**本文**
プレ更年期、とは聞いた事がある言葉ですが、その症状については
今ひとつ理解していませんでした。
実際、著者については今回のような症状となったわけですが、
必ずしもみんな同じ状態になる、といったものではありません。

女性ホルモン分泌量の減少は、誰にでも訪れるもの。
でも、アラフォーの自分にとっては更年期障害とはもう少し先の話かなと
漠然と思っておりました。とはいえ、白髪が増える、肌のハリが衰える、妙に汗をかく
など目に見える老化現象(または女性ホルモン減少による?)が出てきたため、
何か対策を講じなければいかんなと考えていたのです。

単純に高価な化粧品を使っても肌に合わないことも多いし、白髪を染めるために
ただでさえ苦手な美容院に頻繁に通わなければいかんのか?
そういう外的な事で解決したとしても、その対策をやめたら元どおりなのでは
なんか意味がないような…?

なんかもっと自然に、歳をとるスピードを緩めるような、歳を重ねても快適に
過ごしていけるような、そんな対策はないものか。
そして、身体の内側から元気になるには、女性ホルモンとの関係は必須なのでは?
などと考えていた時に本書に出会いました。
まあ、歳の取り方、身体の衰え方は人それぞれあります。
その中でも、女性ホルモンというのは目に見えないし、ハッキリとこれに効く!
というものでもない。
そのくせ、ありとあらゆる症状を、裏を返せばあらゆる効果をもたらすのです。

**練習用データ**
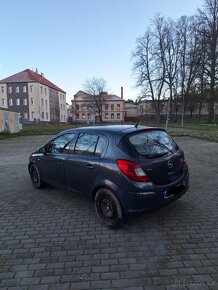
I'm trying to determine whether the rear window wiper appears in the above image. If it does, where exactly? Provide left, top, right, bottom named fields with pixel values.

**課題**
1. 本文で、目に見える老化現象として挙げられているものをすべて書き出してください。
2. 本文を「単純に高価な化粧品を使っても肌に合わないことも多いし、白髪を染めるために」のところから書き写し、「そして、身体の内側から元気になるには、女性ホルモンとの関係は必須なのでは?」まで写したら止めてください。
答えるときは本文だけを使ってください。

**解答**
1.
白髪が増える
肌のハリが衰える
妙に汗をかく

2.
単純に高価な化粧品を使っても肌に合わないことも多いし、白髪を染めるために
ただでさえ苦手な美容院に頻繁に通わなければいかんのか?
そういう外的な事で解決したとしても、その対策をやめたら元どおりなのでは
なんか意味がないような…?

なんかもっと自然に、歳をとるスピードを緩めるような、歳を重ねても快適に
過ごしていけるような、そんな対策はないものか。
そして、身体の内側から元気になるには、女性ホルモンとの関係は必須なのでは?